Depois da guerra, criminosos nazistas notórios se instalaram por aqui. Como o médico Josef Mengele. Durante a ditadura, entre 1967-68, o CCC (Comando de Caça aos Comunistas) foi atuante no tiroteio da Maria Antônia, contra estudantes de USP, e em invadir teatros e espancar atores da peça Roda Viva.
A antropóloga Adriana Abreu Magalhães Dias (Unicamp) pesquisa a ascensão da extrema-direita desde 2002. “Observando o Ódio” é o título da tese de doutorado, em que observou sites, blogs, fóruns e comunidades neonazistas
Ela que também é programadora trabalhou com muitas ferramentas, várias delas pouco conhecidas pela antropologia, como Gephi e N*Vivo, e principalmente a rede Thor, a fim de acessar a denominada Deep Web: “Sou muito exigente com meus dados e, na primeira vez que os vi, achei que estavam mentindo, que não era possível o fenômeno ser tão grande. Levantei números de sites, postagens, downloads em redes, inscritos e postagens em fóruns, integrantes em comunidades como Facebook e Twitter. Há uma postagem antissemita no Twitter a cada quatro segundos; uma postagem em português contra negros, pessoas com deficiência e LGBTs a cada 8 segundos”.
Para a Revista da Unicamp, disse em 2018: “Em 2002, quando comecei a pesquisar a extrema direita no Brasil e no mundo, as pessoas não viam sentido nesse esforço, porque não acreditavam na existência de um movimento neonazista. Infelizmente, os dados apontaram para um caminho que se mostrou verdadeiro… No meu mestrado em 2007, a situação já estava muito mais grave do que quando iniciei as pesquisas. E, hoje, vivemos o que considero um tsunami do movimento da direita”.
“Trabalhei com algoritmos que buscam palavras-chave e criei ferramentas que fornecem extratos numéricos que eu não teria como manipular. Utilizei quatro ferramentas de análise quantitativa (no mestrado foram duas), sendo que uma confirma o resultado da outra. Quem mais gostaria que esses dados não existissem sou eu, mas se trata do meu objeto de pesquisa.”
Recentemente, ela identificou 334 células de grupos nazistas em atividade no Brasil. A maioria nas regiões Sul e Sudeste. Saiu no Portal UOL. Os grupos se dividem em até 17 alas: hitleristas, supremacistas separatistas, de negação do Holocausto. Tem ainda três grupos filiados à KKK (Ku Klux Klan), duas em Blumenau (SC) e uma em Niterói (RJ).

_DADOS DO EXERCÍCIO_
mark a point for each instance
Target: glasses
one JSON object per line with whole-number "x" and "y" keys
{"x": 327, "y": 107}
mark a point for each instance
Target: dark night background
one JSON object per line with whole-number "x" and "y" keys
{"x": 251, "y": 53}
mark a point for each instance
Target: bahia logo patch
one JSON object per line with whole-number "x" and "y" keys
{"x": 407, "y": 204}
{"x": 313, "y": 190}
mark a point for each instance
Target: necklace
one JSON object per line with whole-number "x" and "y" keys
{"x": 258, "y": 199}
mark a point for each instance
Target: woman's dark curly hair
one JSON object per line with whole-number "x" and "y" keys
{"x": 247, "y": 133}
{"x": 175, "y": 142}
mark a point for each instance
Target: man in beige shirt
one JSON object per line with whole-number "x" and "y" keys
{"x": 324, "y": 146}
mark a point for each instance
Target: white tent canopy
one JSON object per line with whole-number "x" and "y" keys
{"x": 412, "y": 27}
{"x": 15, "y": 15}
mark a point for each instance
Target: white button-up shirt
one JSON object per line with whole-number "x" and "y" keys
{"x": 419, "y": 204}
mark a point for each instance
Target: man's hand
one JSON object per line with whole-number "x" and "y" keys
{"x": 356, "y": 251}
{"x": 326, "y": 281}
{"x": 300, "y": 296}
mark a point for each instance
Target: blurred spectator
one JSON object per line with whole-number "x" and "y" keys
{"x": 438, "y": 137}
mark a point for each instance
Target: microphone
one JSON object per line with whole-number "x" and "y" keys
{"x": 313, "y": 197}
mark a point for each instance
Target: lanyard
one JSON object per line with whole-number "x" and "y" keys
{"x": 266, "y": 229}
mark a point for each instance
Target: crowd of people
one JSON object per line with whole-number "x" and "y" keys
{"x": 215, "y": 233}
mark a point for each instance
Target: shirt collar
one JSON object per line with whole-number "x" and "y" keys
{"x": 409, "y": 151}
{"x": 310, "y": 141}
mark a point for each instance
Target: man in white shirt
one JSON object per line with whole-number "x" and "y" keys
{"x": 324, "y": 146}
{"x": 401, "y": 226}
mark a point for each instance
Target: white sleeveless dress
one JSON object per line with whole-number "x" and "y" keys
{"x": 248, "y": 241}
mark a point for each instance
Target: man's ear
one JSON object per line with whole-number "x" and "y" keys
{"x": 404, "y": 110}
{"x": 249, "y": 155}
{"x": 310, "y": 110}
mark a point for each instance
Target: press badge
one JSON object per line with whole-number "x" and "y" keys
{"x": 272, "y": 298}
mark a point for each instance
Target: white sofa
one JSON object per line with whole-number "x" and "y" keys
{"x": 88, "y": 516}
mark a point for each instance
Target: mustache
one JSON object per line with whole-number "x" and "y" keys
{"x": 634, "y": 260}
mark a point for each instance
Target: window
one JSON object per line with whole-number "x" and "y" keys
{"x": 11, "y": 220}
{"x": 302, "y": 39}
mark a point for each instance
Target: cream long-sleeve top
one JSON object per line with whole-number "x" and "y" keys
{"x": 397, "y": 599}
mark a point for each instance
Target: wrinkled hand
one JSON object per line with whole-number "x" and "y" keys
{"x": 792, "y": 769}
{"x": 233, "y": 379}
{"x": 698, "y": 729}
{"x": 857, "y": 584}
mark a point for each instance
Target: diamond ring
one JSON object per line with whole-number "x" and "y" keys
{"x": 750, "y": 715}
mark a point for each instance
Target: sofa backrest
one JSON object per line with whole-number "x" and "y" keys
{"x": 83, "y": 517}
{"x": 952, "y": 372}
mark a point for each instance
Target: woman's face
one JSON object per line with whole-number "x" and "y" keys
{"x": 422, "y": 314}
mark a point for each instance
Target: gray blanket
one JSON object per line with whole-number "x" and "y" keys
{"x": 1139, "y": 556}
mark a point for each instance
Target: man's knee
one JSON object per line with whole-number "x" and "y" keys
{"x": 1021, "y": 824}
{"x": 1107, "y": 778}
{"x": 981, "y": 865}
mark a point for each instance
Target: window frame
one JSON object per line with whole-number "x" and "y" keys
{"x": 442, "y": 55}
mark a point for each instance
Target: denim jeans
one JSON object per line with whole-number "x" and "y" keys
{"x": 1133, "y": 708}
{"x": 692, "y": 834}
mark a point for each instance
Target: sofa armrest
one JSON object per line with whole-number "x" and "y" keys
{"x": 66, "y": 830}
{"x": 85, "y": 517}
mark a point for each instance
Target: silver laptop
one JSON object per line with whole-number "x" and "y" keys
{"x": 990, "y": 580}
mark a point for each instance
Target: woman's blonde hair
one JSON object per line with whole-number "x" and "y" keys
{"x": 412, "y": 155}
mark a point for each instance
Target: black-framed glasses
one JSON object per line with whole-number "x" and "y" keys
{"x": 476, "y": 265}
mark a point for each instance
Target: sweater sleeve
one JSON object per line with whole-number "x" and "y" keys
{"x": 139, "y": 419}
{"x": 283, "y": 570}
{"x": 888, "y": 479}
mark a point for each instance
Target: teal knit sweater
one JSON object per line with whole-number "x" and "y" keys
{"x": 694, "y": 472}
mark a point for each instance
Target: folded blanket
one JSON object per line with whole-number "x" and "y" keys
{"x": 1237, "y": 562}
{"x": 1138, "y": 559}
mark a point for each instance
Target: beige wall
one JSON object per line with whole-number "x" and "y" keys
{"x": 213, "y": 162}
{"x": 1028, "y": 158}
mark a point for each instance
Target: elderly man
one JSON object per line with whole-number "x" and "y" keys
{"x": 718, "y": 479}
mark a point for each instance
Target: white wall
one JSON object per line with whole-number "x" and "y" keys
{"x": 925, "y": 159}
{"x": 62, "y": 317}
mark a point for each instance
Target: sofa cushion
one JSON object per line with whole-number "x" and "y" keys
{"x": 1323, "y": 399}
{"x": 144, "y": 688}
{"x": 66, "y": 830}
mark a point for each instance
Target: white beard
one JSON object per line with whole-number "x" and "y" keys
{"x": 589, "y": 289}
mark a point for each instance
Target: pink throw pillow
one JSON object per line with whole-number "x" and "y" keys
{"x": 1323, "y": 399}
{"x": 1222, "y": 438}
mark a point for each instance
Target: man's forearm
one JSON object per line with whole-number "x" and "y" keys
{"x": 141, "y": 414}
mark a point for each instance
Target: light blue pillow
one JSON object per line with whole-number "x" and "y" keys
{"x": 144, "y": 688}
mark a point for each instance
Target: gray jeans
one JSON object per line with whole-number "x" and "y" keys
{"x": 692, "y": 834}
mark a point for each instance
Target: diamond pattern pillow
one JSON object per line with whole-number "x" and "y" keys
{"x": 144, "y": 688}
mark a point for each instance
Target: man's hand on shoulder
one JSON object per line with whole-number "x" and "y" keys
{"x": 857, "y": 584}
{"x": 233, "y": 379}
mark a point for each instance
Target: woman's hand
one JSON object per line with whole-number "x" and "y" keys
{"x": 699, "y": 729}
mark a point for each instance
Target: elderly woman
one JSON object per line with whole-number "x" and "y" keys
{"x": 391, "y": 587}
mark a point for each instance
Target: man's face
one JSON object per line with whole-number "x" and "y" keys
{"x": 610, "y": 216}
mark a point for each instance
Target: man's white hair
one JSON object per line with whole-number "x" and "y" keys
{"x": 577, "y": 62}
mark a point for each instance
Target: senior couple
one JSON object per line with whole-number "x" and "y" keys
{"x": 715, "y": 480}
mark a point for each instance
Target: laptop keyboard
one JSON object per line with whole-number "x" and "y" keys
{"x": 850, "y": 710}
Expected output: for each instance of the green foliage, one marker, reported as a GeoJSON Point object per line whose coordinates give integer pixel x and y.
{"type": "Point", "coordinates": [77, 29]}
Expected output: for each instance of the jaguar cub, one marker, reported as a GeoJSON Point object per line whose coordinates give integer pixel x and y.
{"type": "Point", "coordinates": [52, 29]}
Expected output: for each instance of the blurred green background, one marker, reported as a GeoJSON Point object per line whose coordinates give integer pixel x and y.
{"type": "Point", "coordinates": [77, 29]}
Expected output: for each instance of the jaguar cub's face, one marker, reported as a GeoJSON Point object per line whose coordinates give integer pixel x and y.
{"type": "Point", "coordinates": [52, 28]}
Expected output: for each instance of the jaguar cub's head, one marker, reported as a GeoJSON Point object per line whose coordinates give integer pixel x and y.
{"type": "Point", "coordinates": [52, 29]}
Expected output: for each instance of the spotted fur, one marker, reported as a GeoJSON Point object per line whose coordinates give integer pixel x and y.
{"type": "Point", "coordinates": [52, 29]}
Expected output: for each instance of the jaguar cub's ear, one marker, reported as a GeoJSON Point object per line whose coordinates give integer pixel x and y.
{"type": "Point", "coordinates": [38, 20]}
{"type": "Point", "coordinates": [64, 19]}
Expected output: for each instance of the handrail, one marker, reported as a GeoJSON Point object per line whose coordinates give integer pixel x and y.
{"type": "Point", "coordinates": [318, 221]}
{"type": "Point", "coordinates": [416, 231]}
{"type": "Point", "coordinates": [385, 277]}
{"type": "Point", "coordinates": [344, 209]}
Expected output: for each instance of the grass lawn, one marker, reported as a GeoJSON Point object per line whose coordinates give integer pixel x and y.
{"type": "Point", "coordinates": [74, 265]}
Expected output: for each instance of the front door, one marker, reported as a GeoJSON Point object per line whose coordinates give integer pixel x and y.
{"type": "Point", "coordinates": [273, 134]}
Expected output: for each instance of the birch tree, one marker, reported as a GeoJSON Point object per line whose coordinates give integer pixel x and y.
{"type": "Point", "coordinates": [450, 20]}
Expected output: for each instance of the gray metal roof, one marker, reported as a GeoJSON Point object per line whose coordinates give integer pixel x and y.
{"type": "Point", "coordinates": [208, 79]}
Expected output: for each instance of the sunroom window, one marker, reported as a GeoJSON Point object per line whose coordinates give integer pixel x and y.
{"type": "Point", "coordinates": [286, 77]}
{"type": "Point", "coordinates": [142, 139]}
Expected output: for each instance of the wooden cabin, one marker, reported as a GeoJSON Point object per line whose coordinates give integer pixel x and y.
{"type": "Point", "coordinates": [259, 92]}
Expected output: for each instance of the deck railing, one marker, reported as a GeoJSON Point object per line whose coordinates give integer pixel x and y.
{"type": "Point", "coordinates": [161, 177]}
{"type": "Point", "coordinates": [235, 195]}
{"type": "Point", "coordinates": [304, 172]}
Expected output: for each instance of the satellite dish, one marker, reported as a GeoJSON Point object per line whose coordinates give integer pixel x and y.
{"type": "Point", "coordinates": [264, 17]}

_INSTRUÇÃO A_
Extraia do trecho sobre o neonazismo no Brasil a passagem que abre com as palavras "Depois da guerra, criminosos" e fecha com "peça Roda Viva.".
_INSTRUÇÃO B_
Dê continuidade ao trecho sobre a pesquisa do neonazismo no Brasil, começando logo depois da última frase apresentada.

_RESPOSTA ESPERADA A_
Depois da guerra, criminosos nazistas notórios se instalaram por aqui. Como o médico Josef Mengele. Durante a ditadura, entre 1967-68, o CCC (Comando de Caça aos Comunistas) foi atuante no tiroteio da Maria Antônia, contra estudantes de USP, e em invadir teatros e espancar atores da peça Roda Viva.

_RESPOSTA ESPERADA B_
O estado com mais células é São Paulo (99 grupos, 28 na capital). Seguido por Santa Catarina (69 grupos), Paraná (66) e Rio Grande do Sul (47). Ela crê que existam mais de 300 mil simpatizantes do nazismo no Brasil. E aponta três razões.
Recorre a Peter Gay: “O ódio é cultivado sobre um tripé. Em primeiro lugar está a crença na meritocracia: a ideia – resultante da má interpretação da teoria darwiniana – de que estamos em evolução e alguns mais aptos têm direitos conquistados ‘meritocraticamente’. Isso é uma farsa, pois nem todos saem do mesmo lugar”. E exemplifica: como todas as crianças vão sair do mesmo lugar, quando temos a que tomou café da manhã e a outra, não, a que tem pai com salário de 40 mil, e a outra com pai ganhando salário mínimo ou desempregado?
O segundo instrumento do ódio é a construção de um “outro” conveniente, para justificar porque brancos nem sempre conseguem conquistar o melhor lugar “naturalizado”. O “outro” teria roubado o lugar do branco. Quem é o outro? O gay, o negro, o imigrante, o judeu, o deficiente, que são construídos como inimigos do branco que deveria ter o lugar natural.
No terceiro elemento como o ódio se sustenta: o culto à masculinidade, vendo-se a mulher apenas como a receptora da raça, que vai dar a criança para o homem construir um novo mundo.